* To be done: Lay out every line of the items below as a JSON list of strings, one string per line, with blank lines skipped. Leave the pictures out of your answer.
━━━━━━
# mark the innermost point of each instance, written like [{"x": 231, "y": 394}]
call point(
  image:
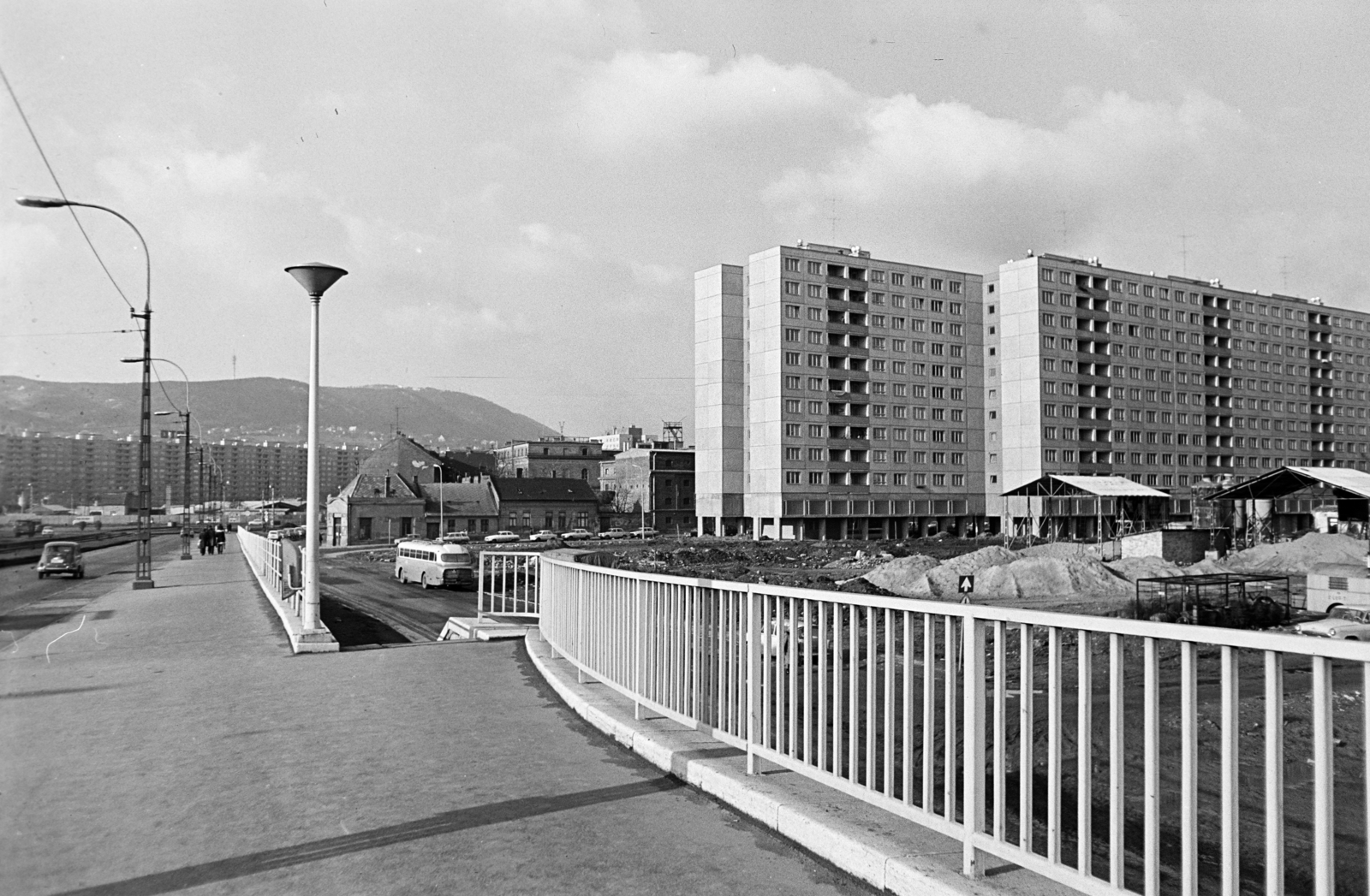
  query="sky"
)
[{"x": 522, "y": 189}]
━━━━━━
* Response:
[
  "# mark the innermost point of each instance, written like [{\"x\": 231, \"y\": 394}]",
  "call point(",
  "  image:",
  "  query=\"sky\"",
  ")",
  "[{\"x\": 522, \"y\": 189}]"
]